■ **SELECTED EXTRACT**
Busy fund manager Charter Hall has outlaid $66 million for a food processing plant at Shepparton in rural Victoria, adding to its expanding logistics portfolio.
The 126,000sq m facility, two hours north of Melbourne, was sold by fruit and vegetable giant SPC.
The initial yield on the transaction is about 6.1 per cent, setting a fresh benchmark for the local market where prime deals have been rare.
The processing plant is on a largely unused 23.4ha site at Andrew Fairly Avenue, providing Charter Hall with development potential.
It was purchased with a 30-year triple-net lease and will be held in Charter Hall’s $2.5 billion Direct Industrial Fund No.4 (DIF4).
Chris O’Brien, Ben Hegerty and Andrew Bell from CBRE brokered the deal.
Charter Hall direct chief executive Steven Bennett said the acquisition fitted comfortably within DIF4’s strategy of buying quality industrial property near transport infrastructure coupled with strong tenant covenants.
“DIF4 continues to meet investor demand for high-quality exposure to the resilient and growing industrial and logistics property market,” Bennett said.
“[This] acquisition is consistent with the fund’s investment strategy, presenting a rare 30-year triple net lease, introduces a new tenant customer to the fund’s portfolio and enhances DIF4’s exposure to the non-discretionary food industry.”
Charter Hall noted the Shepparton acquisition would extend the fund’s weighted average lease expiry to 11.2 years at 100 per cent occupancy.
The DIF4 property portfolio includes the 21,000sq m Edinburgh Parks Distribution Centre in Adelaide, leased to poultry producer Inghams, and a 31,000sq m facility in south-west Sydney, leased to global logistics group Mainfreight.
In recent months, DIF4 has deployed over $375 million in acquisitions, providing investors access to leading national tenants including Cleanaway, Tesla, Bunnings and the federal government.
Charter Hall head of industrial development Andrew Simons told The Urban Developer the ASX-listed fund manager’s industrial arm was actively focusing on providing “last-mile” solutions in 2022.
“The standout [in 2021] has been the shift in mindset in the urgency of our tenant customers to adopt automation,” Simons said.
“Pre-Covid the general view was that automation was a good thing to acknowledge and possibly pursue.
“Post-Covid the mindset has changed to automation being something to consider as a priority noting the changing world and the benefits of scale, efficiency and flexibility automation can bring to their businesses.”
Simons said the renewed focus would require significant change to permitted land uses, a need to rethink strategies around zoning, permitted uses, hours of operation and concepts such as multi-level, high density warehousing.
“This will become critical to allow our cities to function effectively in the future,” he said.
The group’s managed portfolio of warehouse and logistics assets, worth $3.4 billion, booked a 9.6 per cent lift in values last year.
Charter Hall currently has a $2.3 billion industrial and logistics pipeline with a focus on Sydney and Melbourne.

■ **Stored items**

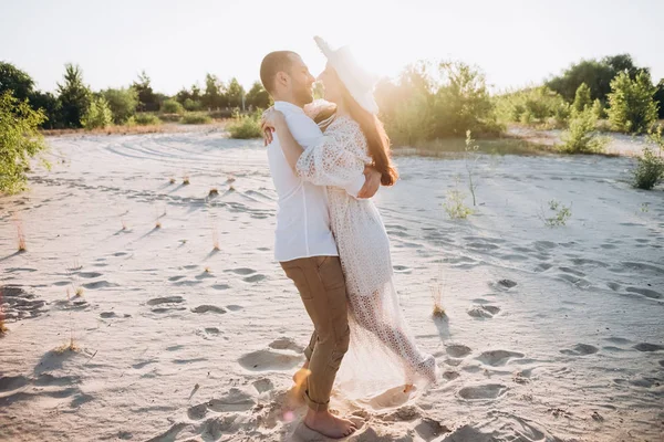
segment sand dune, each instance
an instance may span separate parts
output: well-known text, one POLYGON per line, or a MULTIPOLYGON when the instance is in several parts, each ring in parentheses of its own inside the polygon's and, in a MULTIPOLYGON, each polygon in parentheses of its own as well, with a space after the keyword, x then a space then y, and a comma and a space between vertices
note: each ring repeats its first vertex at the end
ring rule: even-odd
MULTIPOLYGON (((272 260, 262 144, 200 130, 49 144, 53 170, 0 199, 0 439, 323 441, 288 407, 311 329, 272 260)), ((442 379, 412 397, 336 391, 361 427, 349 440, 660 440, 664 199, 629 187, 631 161, 483 157, 464 221, 442 206, 463 160, 398 158, 403 179, 376 202, 442 379), (567 225, 544 225, 550 200, 571 207, 567 225)))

■ **WORK INSTRUCTION**
Rewrite the Charter Hall article starting at "Simons said the" and ending at "Sydney and Melbourne.", with "pipeline" changed to "development program".

■ **TASK ANSWER**
Simons said the renewed focus would require significant change to permitted land uses, a need to rethink strategies around zoning, permitted uses, hours of operation and concepts such as multi-level, high density warehousing.
“This will become critical to allow our cities to function effectively in the future,” he said.
The group’s managed portfolio of warehouse and logistics assets, worth $3.4 billion, booked a 9.6 per cent lift in values last year.
Charter Hall currently has a $2.3 billion industrial and logistics development program with a focus on Sydney and Melbourne.